→ DIRECTIONS
Which lines of the records contain the string "shirt"? Report each such line in full, and treat uppercase and lowercase as different.

Records on locating named things:
____
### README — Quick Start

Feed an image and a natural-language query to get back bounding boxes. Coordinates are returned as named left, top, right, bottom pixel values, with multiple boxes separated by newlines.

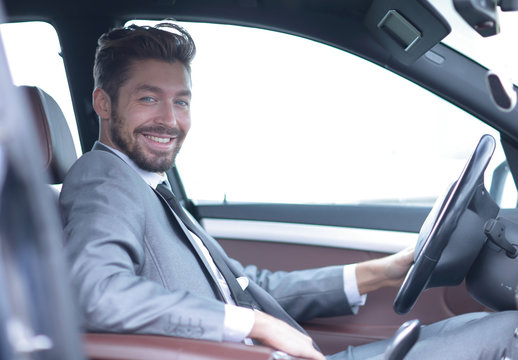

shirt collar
left=102, top=143, right=167, bottom=189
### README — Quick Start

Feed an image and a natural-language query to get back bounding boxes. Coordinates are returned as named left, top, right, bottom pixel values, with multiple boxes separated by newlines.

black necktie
left=156, top=184, right=258, bottom=308
left=155, top=184, right=320, bottom=351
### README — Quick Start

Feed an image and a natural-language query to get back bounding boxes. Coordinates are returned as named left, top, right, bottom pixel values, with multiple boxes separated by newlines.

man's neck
left=99, top=141, right=167, bottom=188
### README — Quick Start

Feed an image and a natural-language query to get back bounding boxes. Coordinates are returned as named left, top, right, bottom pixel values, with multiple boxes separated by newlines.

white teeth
left=146, top=135, right=171, bottom=144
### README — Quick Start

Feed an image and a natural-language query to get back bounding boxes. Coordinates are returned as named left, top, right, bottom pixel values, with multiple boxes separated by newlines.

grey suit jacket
left=60, top=143, right=351, bottom=341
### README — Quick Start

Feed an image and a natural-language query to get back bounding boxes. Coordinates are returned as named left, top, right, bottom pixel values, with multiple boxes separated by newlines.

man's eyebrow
left=135, top=84, right=192, bottom=97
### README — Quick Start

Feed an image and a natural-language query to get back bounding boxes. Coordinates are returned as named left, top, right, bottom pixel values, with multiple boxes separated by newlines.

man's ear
left=93, top=88, right=112, bottom=120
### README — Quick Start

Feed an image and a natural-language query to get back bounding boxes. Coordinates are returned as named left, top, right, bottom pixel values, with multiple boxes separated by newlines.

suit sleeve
left=60, top=151, right=225, bottom=341
left=231, top=260, right=354, bottom=322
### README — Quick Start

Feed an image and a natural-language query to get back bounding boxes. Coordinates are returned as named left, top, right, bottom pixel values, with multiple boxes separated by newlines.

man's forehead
left=122, top=59, right=191, bottom=90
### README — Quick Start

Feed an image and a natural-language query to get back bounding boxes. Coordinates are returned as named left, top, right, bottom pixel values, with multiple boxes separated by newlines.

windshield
left=430, top=0, right=518, bottom=84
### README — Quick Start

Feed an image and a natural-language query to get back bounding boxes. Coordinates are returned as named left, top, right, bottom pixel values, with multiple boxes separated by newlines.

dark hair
left=94, top=23, right=196, bottom=103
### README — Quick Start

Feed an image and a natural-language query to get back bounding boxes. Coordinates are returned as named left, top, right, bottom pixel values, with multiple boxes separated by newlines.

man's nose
left=160, top=102, right=177, bottom=126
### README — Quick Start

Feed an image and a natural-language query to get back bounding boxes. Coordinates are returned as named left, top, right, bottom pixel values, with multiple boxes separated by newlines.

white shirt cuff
left=344, top=264, right=367, bottom=314
left=223, top=304, right=255, bottom=342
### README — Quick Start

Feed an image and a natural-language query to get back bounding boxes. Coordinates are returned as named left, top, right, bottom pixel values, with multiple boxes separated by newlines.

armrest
left=83, top=333, right=274, bottom=360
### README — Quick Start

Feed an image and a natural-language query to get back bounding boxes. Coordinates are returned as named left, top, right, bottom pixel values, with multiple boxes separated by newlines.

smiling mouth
left=144, top=135, right=171, bottom=144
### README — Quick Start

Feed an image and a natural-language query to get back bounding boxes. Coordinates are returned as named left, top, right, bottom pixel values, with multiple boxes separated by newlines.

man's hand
left=356, top=247, right=414, bottom=294
left=248, top=311, right=325, bottom=360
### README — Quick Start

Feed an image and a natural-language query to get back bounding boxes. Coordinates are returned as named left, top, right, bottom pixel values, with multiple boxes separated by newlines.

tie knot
left=156, top=182, right=175, bottom=200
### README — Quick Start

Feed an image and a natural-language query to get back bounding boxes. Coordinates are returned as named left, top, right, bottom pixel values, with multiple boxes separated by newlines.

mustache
left=134, top=125, right=185, bottom=137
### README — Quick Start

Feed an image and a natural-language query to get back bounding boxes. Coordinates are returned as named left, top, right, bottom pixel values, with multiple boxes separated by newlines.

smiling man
left=93, top=60, right=191, bottom=172
left=60, top=23, right=517, bottom=360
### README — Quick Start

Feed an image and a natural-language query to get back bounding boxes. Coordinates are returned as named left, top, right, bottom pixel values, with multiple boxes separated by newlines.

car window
left=140, top=23, right=516, bottom=207
left=0, top=21, right=82, bottom=154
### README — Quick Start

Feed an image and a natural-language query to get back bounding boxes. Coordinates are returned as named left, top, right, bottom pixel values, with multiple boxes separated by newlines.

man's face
left=101, top=60, right=191, bottom=172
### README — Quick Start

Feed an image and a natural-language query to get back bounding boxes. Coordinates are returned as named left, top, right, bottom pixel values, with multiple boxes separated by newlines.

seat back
left=20, top=86, right=77, bottom=184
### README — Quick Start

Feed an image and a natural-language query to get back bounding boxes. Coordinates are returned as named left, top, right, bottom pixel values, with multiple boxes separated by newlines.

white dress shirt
left=104, top=144, right=366, bottom=342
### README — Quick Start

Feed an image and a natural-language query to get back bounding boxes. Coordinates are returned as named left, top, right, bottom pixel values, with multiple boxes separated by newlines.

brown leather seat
left=20, top=86, right=77, bottom=184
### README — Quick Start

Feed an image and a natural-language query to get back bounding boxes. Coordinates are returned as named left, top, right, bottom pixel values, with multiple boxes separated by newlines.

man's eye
left=140, top=96, right=156, bottom=103
left=175, top=100, right=189, bottom=107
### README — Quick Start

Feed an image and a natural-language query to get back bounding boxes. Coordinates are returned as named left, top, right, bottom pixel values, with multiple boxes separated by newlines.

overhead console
left=365, top=0, right=451, bottom=65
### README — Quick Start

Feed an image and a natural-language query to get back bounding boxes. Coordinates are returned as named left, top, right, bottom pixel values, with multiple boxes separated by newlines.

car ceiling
left=4, top=0, right=518, bottom=151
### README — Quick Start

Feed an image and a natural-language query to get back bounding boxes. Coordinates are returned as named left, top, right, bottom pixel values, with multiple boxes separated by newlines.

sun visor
left=365, top=0, right=451, bottom=65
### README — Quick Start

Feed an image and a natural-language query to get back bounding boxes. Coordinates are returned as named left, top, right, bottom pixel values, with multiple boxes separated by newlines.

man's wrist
left=223, top=304, right=255, bottom=342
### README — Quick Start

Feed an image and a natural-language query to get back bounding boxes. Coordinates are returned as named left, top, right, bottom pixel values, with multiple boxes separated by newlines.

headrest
left=20, top=86, right=77, bottom=184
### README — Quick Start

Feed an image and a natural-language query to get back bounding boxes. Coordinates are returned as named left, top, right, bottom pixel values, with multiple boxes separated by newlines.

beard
left=109, top=111, right=186, bottom=172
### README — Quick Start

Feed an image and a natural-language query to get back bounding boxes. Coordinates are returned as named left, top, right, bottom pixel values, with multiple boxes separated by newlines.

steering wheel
left=394, top=135, right=496, bottom=314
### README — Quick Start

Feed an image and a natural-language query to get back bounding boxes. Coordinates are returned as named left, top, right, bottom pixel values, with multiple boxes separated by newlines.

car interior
left=0, top=0, right=518, bottom=360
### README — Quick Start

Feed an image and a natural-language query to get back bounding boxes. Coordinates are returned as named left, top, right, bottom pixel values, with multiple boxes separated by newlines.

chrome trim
left=202, top=219, right=418, bottom=253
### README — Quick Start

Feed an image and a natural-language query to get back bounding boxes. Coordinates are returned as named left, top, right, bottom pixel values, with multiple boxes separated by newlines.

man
left=60, top=24, right=518, bottom=360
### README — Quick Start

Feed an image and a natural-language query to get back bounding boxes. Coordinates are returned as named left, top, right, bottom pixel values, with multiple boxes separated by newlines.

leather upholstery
left=20, top=86, right=77, bottom=184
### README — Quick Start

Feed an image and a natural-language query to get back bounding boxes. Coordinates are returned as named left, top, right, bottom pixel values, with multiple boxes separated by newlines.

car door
left=169, top=23, right=516, bottom=352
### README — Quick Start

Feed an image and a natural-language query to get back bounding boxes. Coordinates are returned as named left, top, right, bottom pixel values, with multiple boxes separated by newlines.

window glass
left=0, top=22, right=82, bottom=154
left=131, top=23, right=516, bottom=207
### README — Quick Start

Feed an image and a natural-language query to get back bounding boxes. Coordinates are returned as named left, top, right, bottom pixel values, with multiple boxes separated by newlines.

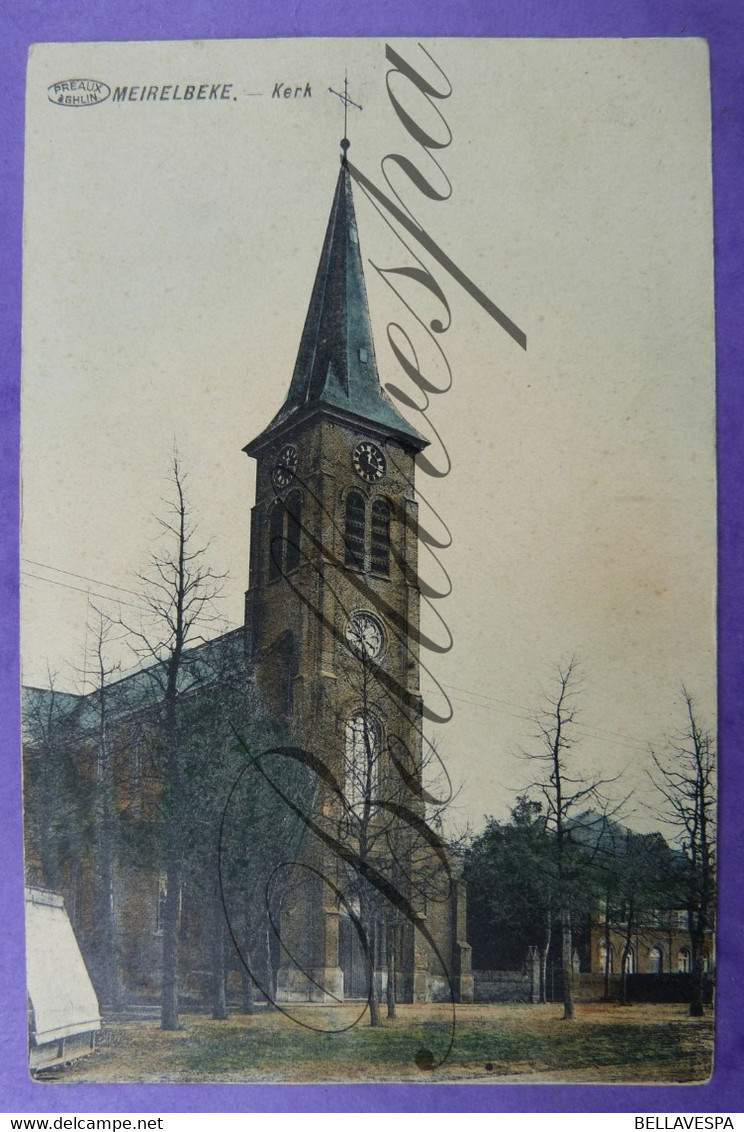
____
→ COMPLETE RESPONSE
shirt collar
white shirt cuff
white dress shirt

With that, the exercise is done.